Given request: Write out the entries below word for word, leaving out the pictures.

Provided entries:
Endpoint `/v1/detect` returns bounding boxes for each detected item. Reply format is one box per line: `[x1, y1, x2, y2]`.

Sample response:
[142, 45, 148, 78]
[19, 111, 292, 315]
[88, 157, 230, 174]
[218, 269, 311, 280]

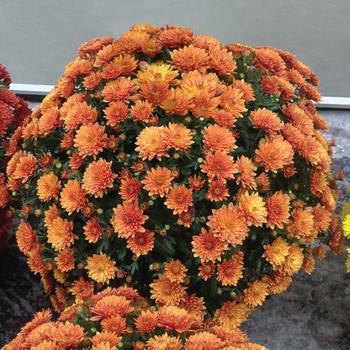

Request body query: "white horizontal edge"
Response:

Result of the task:
Endpoint `/v1/detect` returns bounding boxes for each detected item. Reply format is one box per line: `[x1, y1, x2, y2]`.

Sample response:
[142, 45, 148, 78]
[19, 111, 292, 315]
[88, 157, 230, 174]
[218, 269, 311, 280]


Request body query: "white horizontal edge"
Response:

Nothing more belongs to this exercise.